[REQUIRED WORK] Please return every one of the entries below unchanged, line for line.

----- MATERIAL TO PROCESS -----

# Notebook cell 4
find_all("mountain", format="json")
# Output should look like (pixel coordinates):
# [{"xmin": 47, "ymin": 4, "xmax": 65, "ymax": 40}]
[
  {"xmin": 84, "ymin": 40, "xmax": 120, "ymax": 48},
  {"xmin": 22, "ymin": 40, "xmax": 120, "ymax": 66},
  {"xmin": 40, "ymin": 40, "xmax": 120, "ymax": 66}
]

-----

[SOLUTION]
# Notebook cell 4
find_all("mountain", format="json")
# Output should look like (pixel coordinates):
# [{"xmin": 47, "ymin": 4, "xmax": 65, "ymax": 40}]
[
  {"xmin": 84, "ymin": 40, "xmax": 120, "ymax": 48},
  {"xmin": 22, "ymin": 40, "xmax": 120, "ymax": 66},
  {"xmin": 40, "ymin": 40, "xmax": 120, "ymax": 66}
]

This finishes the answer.